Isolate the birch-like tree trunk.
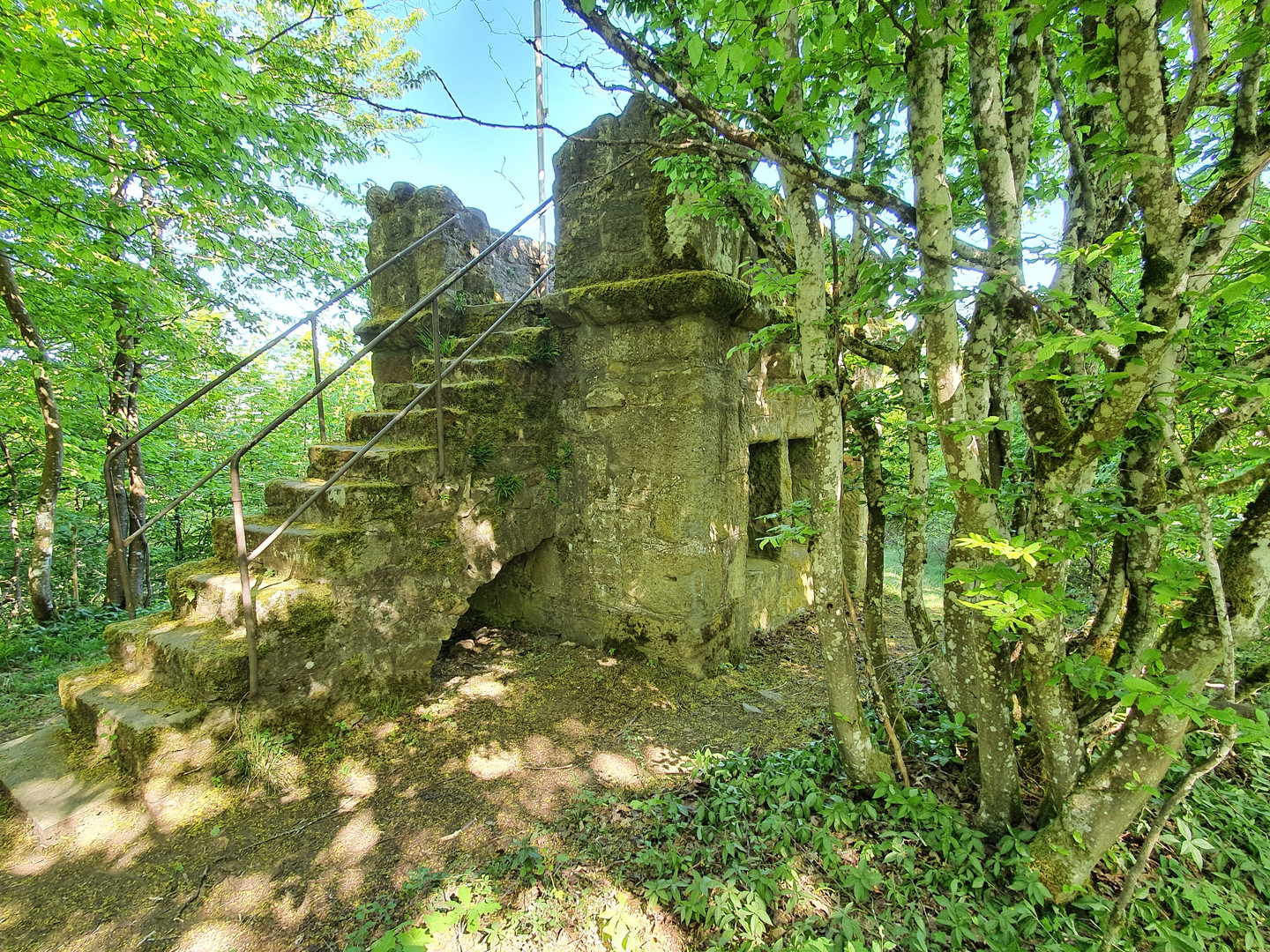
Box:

^^^^^^^^^^^^^^^^

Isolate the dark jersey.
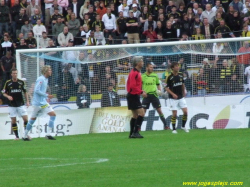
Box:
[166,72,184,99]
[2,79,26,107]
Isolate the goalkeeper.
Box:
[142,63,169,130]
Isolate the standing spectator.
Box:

^^^^^^^^^^^^^^^^

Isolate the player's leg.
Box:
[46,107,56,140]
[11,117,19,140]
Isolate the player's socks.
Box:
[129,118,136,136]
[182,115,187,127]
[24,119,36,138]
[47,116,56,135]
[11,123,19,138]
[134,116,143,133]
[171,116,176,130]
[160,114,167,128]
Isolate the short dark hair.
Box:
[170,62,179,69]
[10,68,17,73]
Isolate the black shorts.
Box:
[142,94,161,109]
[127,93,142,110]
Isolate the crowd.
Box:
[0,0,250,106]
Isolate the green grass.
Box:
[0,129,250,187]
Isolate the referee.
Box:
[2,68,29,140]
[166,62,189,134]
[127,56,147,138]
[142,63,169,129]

^^^^^^^^^^^^^^^^

Por favor, repita sem alterações as entradas, começando na linha que contém "Isolate the crowd." e parando depois da linha que contém "[142,63,169,129]".

[Resposta final]
Isolate the crowd.
Box:
[0,0,250,106]
Isolate the green grass.
Box:
[0,129,250,187]
Isolate the referee.
Box:
[2,68,29,140]
[166,62,189,134]
[127,56,147,138]
[142,63,169,129]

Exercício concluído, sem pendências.